ACCIÓN REQUERIDA = Continúa el texto sobre la crisis económica de Estados Unidos a partir de su última oración.

La segunda ola del desastre
Hace días anticipamos que aún faltaba lo peor en la crisis económica de Estados Unidos: el desempleo masivo.

Ayer, la CNN indicó que 11 millones de trabajadores estadounidenses sufren ya el impacto de la crisis. Muchos de ellos corren el peligro de ser lanzados a la calle. En lo que va del año, ya han sido despedidos más de 600 mil.

Mientras el Senado de Estados Unidos discute y critica el plan del presidente Bush de destinar 700 mil millones de dólares del fisco para comprar activos de los bancos hipotecarios en quiebra, el FBI anuncia una investigación para averiguar si los directivos de esas financieras cometieron fraude.

Uno de los aspectos sospechosos es la capacidad de los directivos de informar –o, más bien, desinformar– sobre la situación real de sus instituciones.

En su libro clásico The great crash, el economista John Kenneth Galbraith ubica lo que llama “las cinco debilidades” de la economía de su país en 1929. Leyendo las páginas al respecto dan ganas de entonar el tango “La historia vuelve a repetirse”.

La primera debilidad era la mala distribución del ingreso: un cinco por ciento de la población recibía un tercio del total. Eso implicaba que la economía dependía de los gastos, de lujo en gran medida, y las inversiones especulativas de los ricos.

Bush ha reinstalado, agigantándolo, ese escenario de desigualdad y riesgo.

Otra debilidad consistía en la mala estructura corporativa, el alto nivel de especulación en Wall Street: “El hecho es que la empresa estadounidense en los años veinte había abierto sus hospitalarios brazos a un número excepcional de promotores, malversadores, estafadores, impostores y autores de fraudes”.

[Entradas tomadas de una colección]
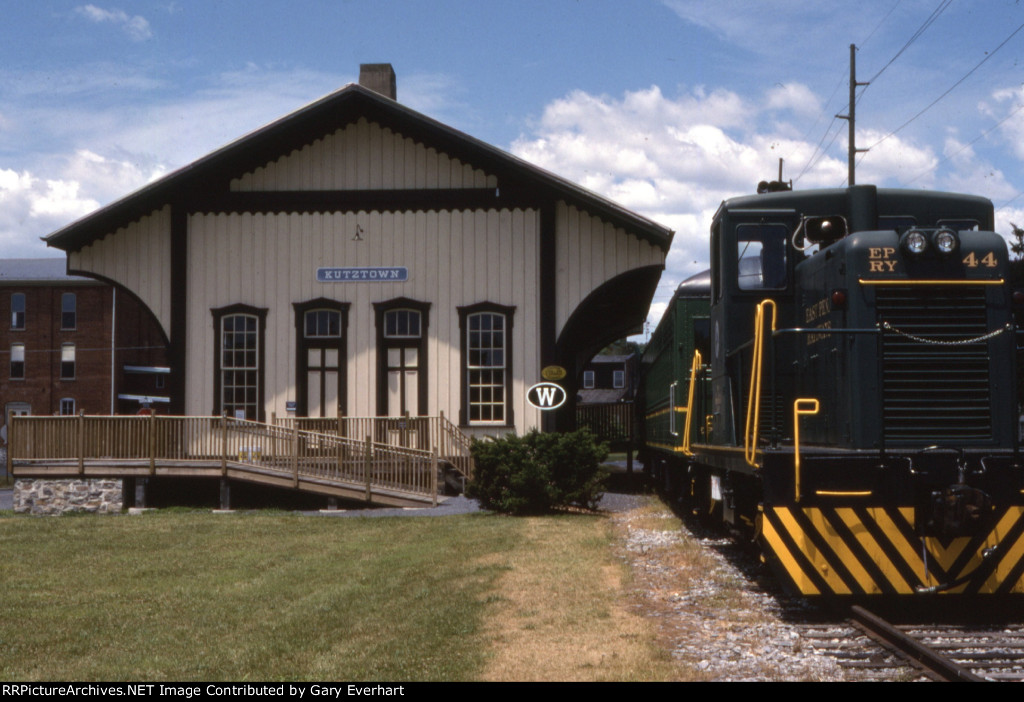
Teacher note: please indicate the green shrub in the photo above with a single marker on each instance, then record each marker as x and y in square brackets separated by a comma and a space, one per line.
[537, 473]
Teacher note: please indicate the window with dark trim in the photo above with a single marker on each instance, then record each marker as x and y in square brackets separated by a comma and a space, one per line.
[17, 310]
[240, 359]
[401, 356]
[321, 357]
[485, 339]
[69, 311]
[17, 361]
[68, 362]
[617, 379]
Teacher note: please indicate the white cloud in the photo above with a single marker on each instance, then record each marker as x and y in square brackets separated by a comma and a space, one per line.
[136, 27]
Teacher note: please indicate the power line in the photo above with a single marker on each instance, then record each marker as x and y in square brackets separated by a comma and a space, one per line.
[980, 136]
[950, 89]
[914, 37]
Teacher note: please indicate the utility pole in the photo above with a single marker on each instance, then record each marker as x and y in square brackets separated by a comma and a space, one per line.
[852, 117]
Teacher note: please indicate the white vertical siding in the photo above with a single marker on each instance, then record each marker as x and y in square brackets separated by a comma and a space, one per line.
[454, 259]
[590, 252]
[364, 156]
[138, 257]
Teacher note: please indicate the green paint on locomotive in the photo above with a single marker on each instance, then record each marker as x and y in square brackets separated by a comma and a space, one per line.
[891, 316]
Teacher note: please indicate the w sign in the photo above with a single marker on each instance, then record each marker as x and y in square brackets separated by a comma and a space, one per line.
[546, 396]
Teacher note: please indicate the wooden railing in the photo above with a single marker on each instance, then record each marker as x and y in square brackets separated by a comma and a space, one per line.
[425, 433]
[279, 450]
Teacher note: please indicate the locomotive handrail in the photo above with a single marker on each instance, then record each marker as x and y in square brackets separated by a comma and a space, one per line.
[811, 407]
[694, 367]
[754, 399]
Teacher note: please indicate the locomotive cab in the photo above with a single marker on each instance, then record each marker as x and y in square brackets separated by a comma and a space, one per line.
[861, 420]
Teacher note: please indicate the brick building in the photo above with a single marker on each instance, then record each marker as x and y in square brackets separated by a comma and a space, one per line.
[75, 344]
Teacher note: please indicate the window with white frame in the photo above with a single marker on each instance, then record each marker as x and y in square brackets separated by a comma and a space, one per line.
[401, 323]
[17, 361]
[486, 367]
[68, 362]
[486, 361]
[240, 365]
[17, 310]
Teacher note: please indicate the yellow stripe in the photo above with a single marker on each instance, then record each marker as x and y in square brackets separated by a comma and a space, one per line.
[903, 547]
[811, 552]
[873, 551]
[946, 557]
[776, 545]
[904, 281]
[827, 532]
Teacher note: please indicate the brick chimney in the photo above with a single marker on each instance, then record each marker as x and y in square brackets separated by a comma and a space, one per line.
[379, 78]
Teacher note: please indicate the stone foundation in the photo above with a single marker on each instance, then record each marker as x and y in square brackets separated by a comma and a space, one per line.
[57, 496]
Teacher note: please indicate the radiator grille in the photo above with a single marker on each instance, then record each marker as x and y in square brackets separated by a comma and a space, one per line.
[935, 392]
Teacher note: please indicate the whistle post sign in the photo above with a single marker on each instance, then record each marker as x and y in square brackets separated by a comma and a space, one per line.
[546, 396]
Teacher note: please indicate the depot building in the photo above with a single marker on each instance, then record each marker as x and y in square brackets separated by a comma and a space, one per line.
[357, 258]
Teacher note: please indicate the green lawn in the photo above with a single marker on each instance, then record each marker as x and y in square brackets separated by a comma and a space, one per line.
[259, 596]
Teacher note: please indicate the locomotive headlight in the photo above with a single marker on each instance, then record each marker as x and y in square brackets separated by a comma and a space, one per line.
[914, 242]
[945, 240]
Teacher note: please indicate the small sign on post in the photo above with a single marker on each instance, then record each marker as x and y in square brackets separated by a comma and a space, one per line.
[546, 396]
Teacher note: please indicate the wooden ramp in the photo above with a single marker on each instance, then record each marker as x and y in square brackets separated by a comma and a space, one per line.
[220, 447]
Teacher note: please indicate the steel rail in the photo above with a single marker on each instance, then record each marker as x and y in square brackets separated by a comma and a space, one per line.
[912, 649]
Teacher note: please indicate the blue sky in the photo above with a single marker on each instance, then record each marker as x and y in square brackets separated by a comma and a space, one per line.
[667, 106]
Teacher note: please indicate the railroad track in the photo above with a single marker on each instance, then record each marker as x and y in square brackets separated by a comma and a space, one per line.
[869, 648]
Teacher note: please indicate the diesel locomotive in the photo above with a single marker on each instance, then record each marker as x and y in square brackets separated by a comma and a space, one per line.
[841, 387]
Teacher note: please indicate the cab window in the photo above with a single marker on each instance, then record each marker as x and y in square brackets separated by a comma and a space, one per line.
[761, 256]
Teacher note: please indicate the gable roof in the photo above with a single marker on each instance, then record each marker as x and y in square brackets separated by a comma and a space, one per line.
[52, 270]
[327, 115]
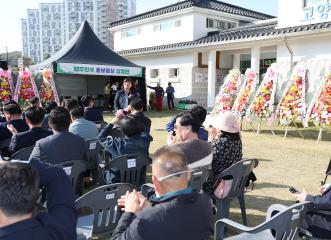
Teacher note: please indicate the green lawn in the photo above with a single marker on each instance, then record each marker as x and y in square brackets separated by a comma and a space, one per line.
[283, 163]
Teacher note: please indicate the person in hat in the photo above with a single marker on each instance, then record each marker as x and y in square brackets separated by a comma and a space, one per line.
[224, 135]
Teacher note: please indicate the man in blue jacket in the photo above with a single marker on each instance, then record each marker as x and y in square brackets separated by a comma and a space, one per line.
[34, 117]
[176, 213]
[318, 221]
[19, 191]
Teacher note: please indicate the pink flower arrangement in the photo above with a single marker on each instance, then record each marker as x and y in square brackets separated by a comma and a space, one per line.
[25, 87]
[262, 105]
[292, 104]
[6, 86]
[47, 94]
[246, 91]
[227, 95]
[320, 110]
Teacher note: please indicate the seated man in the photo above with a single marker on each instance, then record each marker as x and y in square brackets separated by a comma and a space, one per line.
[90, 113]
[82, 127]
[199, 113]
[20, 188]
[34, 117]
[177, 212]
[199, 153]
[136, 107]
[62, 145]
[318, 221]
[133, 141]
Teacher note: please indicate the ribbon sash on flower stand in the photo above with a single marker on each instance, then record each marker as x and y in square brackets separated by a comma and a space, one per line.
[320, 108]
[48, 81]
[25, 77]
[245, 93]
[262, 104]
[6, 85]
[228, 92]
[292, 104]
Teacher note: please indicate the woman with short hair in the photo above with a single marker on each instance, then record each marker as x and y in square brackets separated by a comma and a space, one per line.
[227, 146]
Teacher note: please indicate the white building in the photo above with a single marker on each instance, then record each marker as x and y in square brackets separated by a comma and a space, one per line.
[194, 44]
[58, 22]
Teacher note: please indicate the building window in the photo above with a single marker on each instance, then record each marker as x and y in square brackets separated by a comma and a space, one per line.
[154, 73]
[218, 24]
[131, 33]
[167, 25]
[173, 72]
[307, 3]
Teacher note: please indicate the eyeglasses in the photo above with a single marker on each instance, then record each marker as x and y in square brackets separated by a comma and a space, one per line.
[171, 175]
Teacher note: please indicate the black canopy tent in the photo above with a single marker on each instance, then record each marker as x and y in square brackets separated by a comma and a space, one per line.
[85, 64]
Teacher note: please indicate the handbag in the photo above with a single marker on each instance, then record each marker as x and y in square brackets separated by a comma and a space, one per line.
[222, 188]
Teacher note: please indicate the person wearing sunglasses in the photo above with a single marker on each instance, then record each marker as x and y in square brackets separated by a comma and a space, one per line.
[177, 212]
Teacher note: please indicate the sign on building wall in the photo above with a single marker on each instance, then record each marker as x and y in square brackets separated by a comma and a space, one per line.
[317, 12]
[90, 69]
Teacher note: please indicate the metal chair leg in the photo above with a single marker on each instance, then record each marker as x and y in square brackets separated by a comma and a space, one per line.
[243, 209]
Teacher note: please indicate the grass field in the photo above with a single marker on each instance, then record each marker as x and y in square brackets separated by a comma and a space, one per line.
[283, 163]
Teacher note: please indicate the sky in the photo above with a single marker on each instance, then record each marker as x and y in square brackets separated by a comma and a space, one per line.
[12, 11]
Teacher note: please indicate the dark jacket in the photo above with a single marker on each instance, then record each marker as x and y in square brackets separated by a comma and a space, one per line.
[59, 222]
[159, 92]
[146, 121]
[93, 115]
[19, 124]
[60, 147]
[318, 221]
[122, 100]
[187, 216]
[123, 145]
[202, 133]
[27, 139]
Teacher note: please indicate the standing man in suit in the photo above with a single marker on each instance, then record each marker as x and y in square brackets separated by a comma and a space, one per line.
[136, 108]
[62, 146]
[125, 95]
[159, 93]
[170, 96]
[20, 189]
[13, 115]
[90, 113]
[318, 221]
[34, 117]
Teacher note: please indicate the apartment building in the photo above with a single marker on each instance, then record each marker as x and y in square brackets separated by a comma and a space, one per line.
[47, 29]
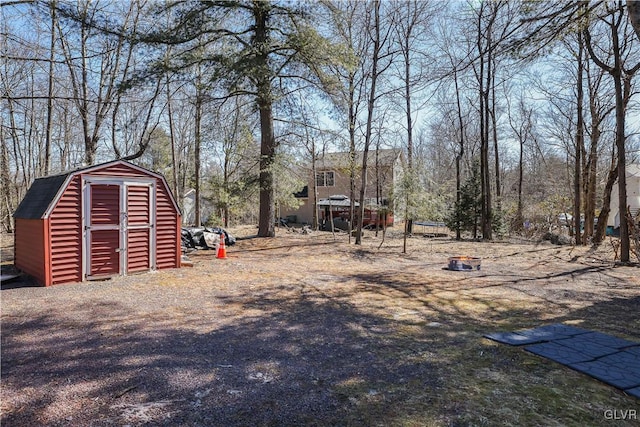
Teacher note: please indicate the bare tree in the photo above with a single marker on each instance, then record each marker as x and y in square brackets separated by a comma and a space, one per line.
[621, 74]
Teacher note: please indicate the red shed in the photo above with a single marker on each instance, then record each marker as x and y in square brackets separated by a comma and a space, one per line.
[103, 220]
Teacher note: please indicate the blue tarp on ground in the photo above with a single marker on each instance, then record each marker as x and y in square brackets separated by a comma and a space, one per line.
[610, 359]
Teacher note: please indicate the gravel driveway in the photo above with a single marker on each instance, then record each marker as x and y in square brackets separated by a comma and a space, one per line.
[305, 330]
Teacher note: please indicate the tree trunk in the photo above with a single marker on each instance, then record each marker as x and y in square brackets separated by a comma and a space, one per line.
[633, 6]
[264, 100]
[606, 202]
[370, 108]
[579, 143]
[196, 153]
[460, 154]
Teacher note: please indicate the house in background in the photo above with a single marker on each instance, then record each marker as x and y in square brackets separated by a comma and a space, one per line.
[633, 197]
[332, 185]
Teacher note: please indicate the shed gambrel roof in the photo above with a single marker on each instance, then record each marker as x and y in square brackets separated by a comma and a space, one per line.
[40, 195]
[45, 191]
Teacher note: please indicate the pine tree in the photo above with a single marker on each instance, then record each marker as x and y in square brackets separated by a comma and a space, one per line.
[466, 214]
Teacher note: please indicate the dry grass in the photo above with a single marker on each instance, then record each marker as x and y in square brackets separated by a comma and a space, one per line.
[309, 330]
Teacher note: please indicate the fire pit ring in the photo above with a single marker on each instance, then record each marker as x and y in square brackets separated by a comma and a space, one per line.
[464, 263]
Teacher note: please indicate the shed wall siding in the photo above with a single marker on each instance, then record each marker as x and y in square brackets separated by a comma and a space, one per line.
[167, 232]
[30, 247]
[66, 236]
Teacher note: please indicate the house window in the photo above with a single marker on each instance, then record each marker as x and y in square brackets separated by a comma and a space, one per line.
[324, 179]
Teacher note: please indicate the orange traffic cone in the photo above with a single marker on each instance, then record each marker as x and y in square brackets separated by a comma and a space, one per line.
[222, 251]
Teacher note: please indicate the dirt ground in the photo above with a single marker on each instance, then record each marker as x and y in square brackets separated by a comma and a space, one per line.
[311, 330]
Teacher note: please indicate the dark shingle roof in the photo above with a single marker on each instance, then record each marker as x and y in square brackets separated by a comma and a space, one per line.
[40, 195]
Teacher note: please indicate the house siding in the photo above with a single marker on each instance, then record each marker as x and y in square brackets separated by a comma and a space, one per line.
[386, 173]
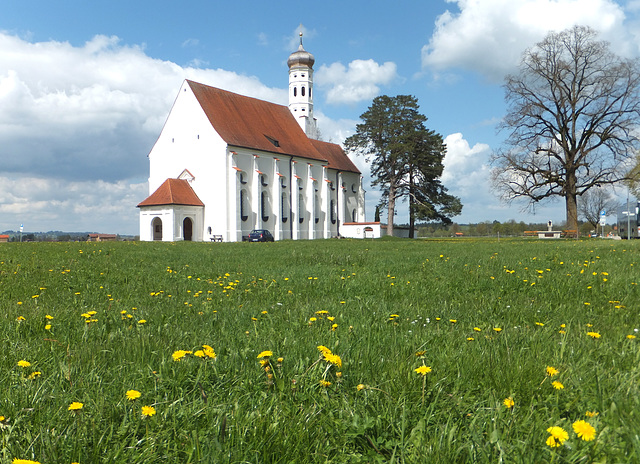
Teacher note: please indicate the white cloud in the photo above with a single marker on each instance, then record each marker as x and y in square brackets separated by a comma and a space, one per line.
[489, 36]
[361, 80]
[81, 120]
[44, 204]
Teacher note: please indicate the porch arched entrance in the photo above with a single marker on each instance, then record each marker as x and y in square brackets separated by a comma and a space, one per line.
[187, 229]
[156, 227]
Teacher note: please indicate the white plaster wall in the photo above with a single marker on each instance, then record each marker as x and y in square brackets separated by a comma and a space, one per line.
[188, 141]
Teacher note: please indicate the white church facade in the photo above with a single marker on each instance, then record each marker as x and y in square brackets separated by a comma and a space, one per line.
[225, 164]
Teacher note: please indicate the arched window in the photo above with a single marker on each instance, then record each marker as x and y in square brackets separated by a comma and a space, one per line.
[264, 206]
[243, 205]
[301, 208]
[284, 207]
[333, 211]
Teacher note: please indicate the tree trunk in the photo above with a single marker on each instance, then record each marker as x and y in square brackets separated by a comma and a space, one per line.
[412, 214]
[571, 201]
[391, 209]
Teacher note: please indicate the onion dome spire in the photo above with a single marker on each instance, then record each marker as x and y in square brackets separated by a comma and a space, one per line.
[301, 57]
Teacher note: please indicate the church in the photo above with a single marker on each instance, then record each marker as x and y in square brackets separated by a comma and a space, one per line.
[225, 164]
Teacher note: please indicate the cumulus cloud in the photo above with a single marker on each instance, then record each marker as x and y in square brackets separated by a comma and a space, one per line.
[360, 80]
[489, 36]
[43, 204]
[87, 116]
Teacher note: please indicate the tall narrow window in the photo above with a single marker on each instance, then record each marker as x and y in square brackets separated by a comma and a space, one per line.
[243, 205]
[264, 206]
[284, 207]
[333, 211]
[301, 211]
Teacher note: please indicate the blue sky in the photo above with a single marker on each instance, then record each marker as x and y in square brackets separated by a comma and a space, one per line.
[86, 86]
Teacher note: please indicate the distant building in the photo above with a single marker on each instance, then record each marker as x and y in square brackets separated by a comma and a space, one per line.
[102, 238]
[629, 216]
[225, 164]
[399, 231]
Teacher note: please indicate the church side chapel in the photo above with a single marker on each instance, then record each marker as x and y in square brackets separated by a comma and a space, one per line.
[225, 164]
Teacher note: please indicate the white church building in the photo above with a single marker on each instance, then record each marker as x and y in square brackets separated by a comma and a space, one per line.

TU RESPUESTA =
En el régimen de Bush, comenzando por él mismo, hay más de un especialista en negocios turbios, incluidos lo que ganan en la fabricación de armas para que jóvenes de Estados Unidos maten (y mueran) en Irak y Afganistán.

La mala estructura bancaria, el estado dudoso de la balanza comercial y el mal estado de la inteligencia económica, fueron otros factores de aquella quiebra, precisa Galbraith.

El punto cuarto tiene un elemento peruanísimo. Sobre la base de las actas de una investigación del Congreso de Estados Unidos, Galbraith cita el caso de Juan Leguía, hijo del presidente Leguía, quien había recibido una coima de 450 mil dólares de los bancos J. and W. Seligman y National City Bank “por sus servicios en conexión con un préstamo de 50 millones de dólares negociados para el Perú” (página 186 de la edición príncipe, que es de 1955).

Esos antecedentes justifican las prevenciones y condiciones que muchos congresistas estadounidenses oponen al plan de rescate financiero de Bush, cuya política es responsable de la catástrofe norteamericana y mundial. Gracias a eso, Barack Obama saca ventaja.